##### Passage shown
Dr. Wildman Whitehouse and his 5-foot-long induction coils were the first hazard to destroy a submarine cable but hardly the last. It sometimes seems as though every force of nature, every flaw in the human character, and every biological organism on the planet is engaged in a competition to see which can sever the most cables. The Museum of Submarine Telegraphy in Porthcurno, England, has a display of wrecked cables bracketed to a slab of wood. Each is labeled with its cause of failure, some of which sound dramatic, some cryptic, some both: trawler maul, spewed core, intermittent disconnection, strained core, teredo worms, crab’s nest, perished core, fish bite, even “spliced by Italians.” The teredo worm is like a science fiction creature, a bivalve with a rasp-edged shell that it uses like a buzz saw to cut through wood – or through submarine cables. Cable companies learned the hard way, early on, that it likes to eat gutta-percha, and subsequent cables received a helical wrapping of copper tape to stop it.
posted by thewalrus at 10:10 PM on August 9, 2011


I'm curious how these cuts get repaired. I mean, it's optical cable so you can't just splice it together like you can with electrical cable, can you? Do you have to like melt the two ends together?
##########
Description of the task.
Condense the paragraph of the passage on cable damage that opens "Dr. Wildman Whitehouse and his 5-foot-long induction coils" into a bulleted list that keeps its main facts. Work only from the passage on cable damage.
##### Source material
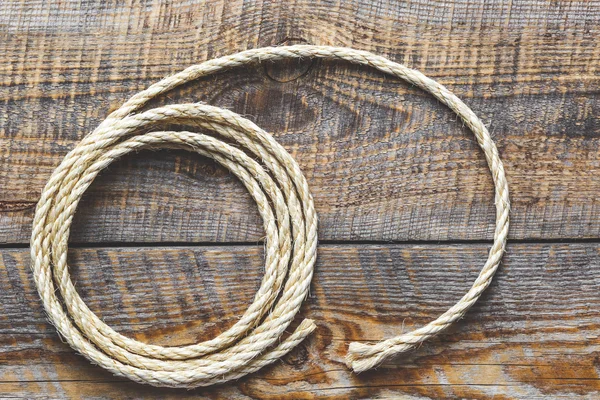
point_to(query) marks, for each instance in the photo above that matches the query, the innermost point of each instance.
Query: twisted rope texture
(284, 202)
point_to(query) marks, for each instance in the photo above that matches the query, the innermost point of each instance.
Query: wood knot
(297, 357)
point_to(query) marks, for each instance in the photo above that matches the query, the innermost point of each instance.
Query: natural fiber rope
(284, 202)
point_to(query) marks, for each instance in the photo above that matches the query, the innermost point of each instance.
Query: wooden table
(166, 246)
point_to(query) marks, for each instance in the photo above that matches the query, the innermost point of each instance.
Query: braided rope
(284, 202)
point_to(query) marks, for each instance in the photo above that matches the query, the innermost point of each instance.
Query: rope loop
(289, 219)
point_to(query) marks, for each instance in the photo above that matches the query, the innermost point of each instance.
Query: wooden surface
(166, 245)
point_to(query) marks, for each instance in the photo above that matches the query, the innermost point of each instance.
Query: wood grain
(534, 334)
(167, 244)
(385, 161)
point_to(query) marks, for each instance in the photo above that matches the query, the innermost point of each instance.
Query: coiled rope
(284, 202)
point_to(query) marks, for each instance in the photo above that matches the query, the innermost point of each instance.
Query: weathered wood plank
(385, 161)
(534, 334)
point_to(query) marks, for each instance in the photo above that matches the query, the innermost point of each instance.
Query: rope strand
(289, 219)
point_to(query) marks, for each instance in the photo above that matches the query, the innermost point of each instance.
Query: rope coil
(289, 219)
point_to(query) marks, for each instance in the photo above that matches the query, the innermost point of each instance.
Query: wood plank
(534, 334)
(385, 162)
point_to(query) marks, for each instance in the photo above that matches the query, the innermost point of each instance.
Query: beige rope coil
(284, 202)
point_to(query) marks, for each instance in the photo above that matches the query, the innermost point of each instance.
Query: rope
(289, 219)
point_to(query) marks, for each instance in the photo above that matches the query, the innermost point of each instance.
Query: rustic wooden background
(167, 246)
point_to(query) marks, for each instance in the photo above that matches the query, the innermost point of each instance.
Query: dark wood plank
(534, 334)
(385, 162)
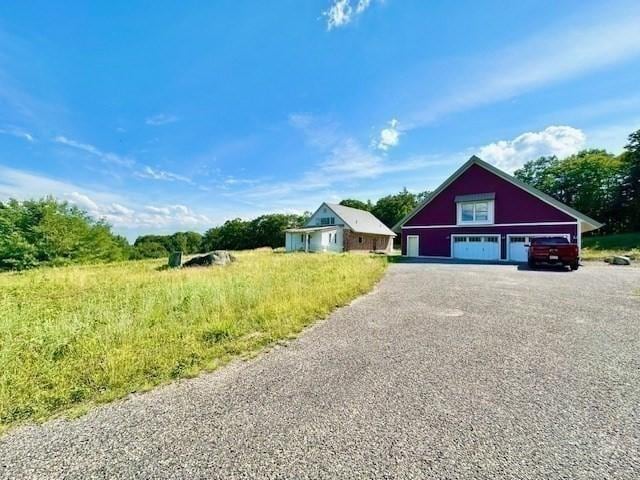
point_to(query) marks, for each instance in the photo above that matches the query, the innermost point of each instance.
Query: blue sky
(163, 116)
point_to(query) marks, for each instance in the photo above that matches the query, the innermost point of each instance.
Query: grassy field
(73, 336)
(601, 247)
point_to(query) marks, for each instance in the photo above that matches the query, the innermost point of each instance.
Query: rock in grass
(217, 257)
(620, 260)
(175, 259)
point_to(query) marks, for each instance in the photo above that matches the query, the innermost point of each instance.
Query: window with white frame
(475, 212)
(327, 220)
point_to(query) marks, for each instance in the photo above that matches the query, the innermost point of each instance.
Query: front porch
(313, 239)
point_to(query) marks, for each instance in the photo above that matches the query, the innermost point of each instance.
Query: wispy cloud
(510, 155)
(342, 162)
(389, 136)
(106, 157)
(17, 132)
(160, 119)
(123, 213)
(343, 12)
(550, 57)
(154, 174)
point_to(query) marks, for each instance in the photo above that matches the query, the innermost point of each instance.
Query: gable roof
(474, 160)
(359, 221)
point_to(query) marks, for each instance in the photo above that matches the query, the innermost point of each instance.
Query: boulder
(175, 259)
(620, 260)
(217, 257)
##########
##### Source material
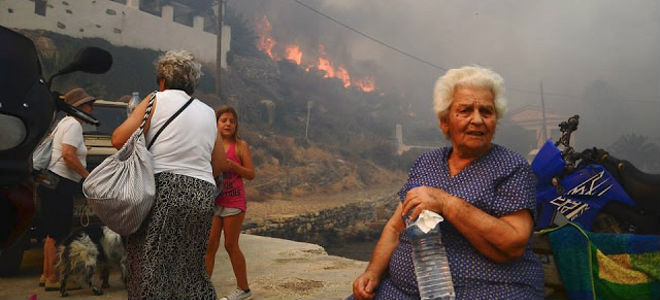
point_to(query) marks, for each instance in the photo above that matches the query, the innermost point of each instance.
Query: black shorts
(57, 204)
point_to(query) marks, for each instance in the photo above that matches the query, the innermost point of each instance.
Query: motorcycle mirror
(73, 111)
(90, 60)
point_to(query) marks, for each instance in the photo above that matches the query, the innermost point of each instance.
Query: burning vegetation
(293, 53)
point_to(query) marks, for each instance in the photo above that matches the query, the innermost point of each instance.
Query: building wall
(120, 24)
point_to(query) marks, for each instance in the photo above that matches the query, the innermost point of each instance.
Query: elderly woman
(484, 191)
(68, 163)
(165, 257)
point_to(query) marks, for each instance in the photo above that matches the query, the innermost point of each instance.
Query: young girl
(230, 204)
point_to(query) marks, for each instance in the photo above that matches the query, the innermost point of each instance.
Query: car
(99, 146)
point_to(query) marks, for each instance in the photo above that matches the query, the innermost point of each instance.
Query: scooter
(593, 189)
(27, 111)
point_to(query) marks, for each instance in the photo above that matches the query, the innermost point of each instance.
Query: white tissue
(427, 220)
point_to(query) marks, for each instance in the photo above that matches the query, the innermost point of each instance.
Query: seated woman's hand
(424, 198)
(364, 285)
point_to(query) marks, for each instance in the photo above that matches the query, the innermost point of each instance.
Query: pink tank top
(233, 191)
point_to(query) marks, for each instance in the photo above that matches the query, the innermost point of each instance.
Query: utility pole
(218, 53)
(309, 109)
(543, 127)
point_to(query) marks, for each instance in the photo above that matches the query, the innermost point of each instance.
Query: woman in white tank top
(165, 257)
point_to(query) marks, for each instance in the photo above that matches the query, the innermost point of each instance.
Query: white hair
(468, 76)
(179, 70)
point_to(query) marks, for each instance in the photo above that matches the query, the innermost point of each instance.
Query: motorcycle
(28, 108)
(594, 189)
##########
Your response.
- Dr. Wildman Whitehouse's 5-foot-long induction coils were the first hazard to destroy a submarine cable, but many more followed.
- Natural forces, human failings, and living organisms all seem to compete to sever cables.
- The Museum of Submarine Telegraphy in Porthcurno, England, displays wrecked cables on a slab of wood. Each is labeled with its cause of failure:
  - trawler maul
  - spewed core
  - intermittent disconnection
  - strained core
  - teredo worms
  - crab's nest
  - perished core
  - fish bite
  - "spliced by Italians"
- The teredo worm is a bivalve with a rasp-edged shell. It uses the shell like a buzz saw to cut through wood or cables.
- The worm eats gutta-percha. After cable companies learned this, later cables received a helical wrapping of copper tape to stop it.